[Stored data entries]
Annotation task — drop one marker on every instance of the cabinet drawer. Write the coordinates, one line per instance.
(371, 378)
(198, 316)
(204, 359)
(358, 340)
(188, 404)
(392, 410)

Assignment: The whole block of entries above should be repeated exactly.

Task response:
Annotation task — drop one marker on every instance of the cabinet drawer. Write the coordinates, one line per instance.
(371, 378)
(198, 316)
(204, 359)
(358, 340)
(188, 404)
(392, 410)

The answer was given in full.